- **Aim of the exercise**: Retype the full set of records. Keep every character identical.

Excerpts of annotation records:

=======

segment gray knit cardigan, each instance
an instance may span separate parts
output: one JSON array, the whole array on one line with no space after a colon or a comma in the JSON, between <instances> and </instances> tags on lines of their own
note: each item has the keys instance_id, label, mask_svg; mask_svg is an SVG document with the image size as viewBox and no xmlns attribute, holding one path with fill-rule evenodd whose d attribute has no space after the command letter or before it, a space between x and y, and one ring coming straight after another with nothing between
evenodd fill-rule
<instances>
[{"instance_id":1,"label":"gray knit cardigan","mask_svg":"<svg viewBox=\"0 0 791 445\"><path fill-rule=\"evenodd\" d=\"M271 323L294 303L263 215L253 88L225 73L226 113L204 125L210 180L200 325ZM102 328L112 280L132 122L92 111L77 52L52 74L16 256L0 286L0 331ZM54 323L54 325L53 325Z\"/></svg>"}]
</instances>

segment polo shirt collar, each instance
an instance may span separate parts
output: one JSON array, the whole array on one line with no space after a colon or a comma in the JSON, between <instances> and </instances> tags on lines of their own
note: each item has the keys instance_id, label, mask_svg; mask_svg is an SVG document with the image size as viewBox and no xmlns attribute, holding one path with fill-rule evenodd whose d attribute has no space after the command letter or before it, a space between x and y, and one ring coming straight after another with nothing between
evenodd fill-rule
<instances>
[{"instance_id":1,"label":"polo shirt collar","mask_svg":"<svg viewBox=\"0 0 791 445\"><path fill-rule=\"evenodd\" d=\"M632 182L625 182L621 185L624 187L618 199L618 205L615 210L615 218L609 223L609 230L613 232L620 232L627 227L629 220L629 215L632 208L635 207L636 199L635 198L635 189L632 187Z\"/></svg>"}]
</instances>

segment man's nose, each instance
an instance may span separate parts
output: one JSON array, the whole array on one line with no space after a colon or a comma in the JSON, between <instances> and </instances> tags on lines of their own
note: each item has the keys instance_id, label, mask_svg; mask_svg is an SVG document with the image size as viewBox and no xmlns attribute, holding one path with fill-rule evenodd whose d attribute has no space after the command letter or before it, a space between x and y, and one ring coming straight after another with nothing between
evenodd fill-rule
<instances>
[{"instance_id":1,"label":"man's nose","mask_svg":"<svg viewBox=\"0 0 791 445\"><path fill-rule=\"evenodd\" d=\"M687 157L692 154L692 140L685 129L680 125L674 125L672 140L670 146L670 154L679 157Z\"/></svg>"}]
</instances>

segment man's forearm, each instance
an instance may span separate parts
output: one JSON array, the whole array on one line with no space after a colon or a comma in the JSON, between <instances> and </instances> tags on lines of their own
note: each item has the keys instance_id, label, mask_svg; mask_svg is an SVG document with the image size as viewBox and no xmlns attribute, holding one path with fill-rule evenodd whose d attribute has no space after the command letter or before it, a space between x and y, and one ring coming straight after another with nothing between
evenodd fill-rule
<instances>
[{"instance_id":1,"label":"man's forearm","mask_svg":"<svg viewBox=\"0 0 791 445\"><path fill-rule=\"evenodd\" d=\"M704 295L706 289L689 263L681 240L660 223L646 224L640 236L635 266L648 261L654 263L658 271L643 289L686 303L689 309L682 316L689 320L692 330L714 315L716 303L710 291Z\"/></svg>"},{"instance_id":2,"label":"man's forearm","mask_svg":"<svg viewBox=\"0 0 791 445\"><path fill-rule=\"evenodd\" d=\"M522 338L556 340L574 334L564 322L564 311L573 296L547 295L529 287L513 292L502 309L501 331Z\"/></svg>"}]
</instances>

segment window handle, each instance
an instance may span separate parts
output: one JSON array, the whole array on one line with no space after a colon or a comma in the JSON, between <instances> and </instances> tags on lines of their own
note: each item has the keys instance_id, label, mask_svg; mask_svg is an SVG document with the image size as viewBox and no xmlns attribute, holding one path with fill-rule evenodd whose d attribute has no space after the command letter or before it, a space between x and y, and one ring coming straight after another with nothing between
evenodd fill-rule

=======

- **Exercise answer**:
segment gray knit cardigan, each instance
an instance may span separate parts
output: one JSON array, the whole array on one line with no space after a colon or a comma in the JSON, between <instances> and </instances> tags on lines of their own
note: each item has the keys instance_id, label, mask_svg; mask_svg is an SVG document with the image size as viewBox and no xmlns attribute, holding one path with fill-rule evenodd whose d attribute has no space after the command letter or before it, a space between x and y, and one ring coming straight after another with nothing between
evenodd fill-rule
<instances>
[{"instance_id":1,"label":"gray knit cardigan","mask_svg":"<svg viewBox=\"0 0 791 445\"><path fill-rule=\"evenodd\" d=\"M271 323L294 303L263 215L253 88L225 73L226 113L204 125L210 180L200 325ZM102 328L112 280L132 122L92 111L77 52L52 74L16 256L0 286L0 331ZM54 323L54 325L53 325Z\"/></svg>"}]
</instances>

segment polo shirt collar, each instance
an instance may span separate parts
output: one JSON array, the whole array on one line with no space after a colon or a comma in the JSON, between <instances> and </instances> tags on lines of their own
note: each item has the keys instance_id, label, mask_svg; mask_svg is an SVG document with the image size as viewBox and no xmlns attribute, holding one path with fill-rule evenodd whose d attribute has no space after the command letter or before it, a space between x and y, and one ring coming straight after another with nothing between
evenodd fill-rule
<instances>
[{"instance_id":1,"label":"polo shirt collar","mask_svg":"<svg viewBox=\"0 0 791 445\"><path fill-rule=\"evenodd\" d=\"M632 182L625 182L621 185L624 187L618 199L618 205L615 210L615 218L609 223L609 230L613 232L620 232L627 227L629 220L629 215L632 208L635 207L636 199L635 198L635 189L632 187Z\"/></svg>"}]
</instances>

segment man's nose, each instance
an instance may span separate parts
output: one JSON array, the whole array on one line with no space after a colon or a comma in the JSON, between <instances> and </instances> tags on lines of their own
note: each item has the keys instance_id, label, mask_svg; mask_svg is an SVG document with the image size as viewBox and no xmlns attribute, holding one path with fill-rule evenodd whose d attribute has no space after the command letter or before it, a space between x and y, and one ring coming straight after another with nothing between
evenodd fill-rule
<instances>
[{"instance_id":1,"label":"man's nose","mask_svg":"<svg viewBox=\"0 0 791 445\"><path fill-rule=\"evenodd\" d=\"M687 157L692 154L692 140L685 129L680 125L674 125L672 140L670 146L670 154L679 157Z\"/></svg>"}]
</instances>

segment man's forearm, each instance
an instance may span separate parts
output: one JSON array, the whole array on one line with no space after a colon or a comma in the JSON, between <instances> and </instances> tags on lines of their own
note: each item has the keys instance_id, label, mask_svg; mask_svg is an SVG document with the image size as viewBox and no xmlns attribute, holding one path with fill-rule evenodd whose d attribute has no space after the command letter or before it, a space between x and y, and one ring coming straight after another with nothing between
evenodd fill-rule
<instances>
[{"instance_id":1,"label":"man's forearm","mask_svg":"<svg viewBox=\"0 0 791 445\"><path fill-rule=\"evenodd\" d=\"M704 295L706 289L689 263L681 240L660 223L646 224L640 236L635 266L648 261L654 263L658 271L643 289L686 303L689 309L682 316L689 320L692 330L714 315L716 303L710 291Z\"/></svg>"},{"instance_id":2,"label":"man's forearm","mask_svg":"<svg viewBox=\"0 0 791 445\"><path fill-rule=\"evenodd\" d=\"M522 338L556 340L574 334L564 322L564 311L573 296L547 295L529 287L513 292L502 309L501 331Z\"/></svg>"}]
</instances>

segment window handle, each instance
an instance may span separate parts
output: one JSON array, the whole array on one line with no space after a colon or a comma in the JSON, between <instances> and </instances> tags on lines of their own
note: each item has the keys instance_id, label, mask_svg; mask_svg is an SVG document with the image size as viewBox and no xmlns attribute, holding one path with fill-rule evenodd whose d attribute has no space after the command letter or before it, a space between x and y, and one ring coming straight after another with nothing between
evenodd fill-rule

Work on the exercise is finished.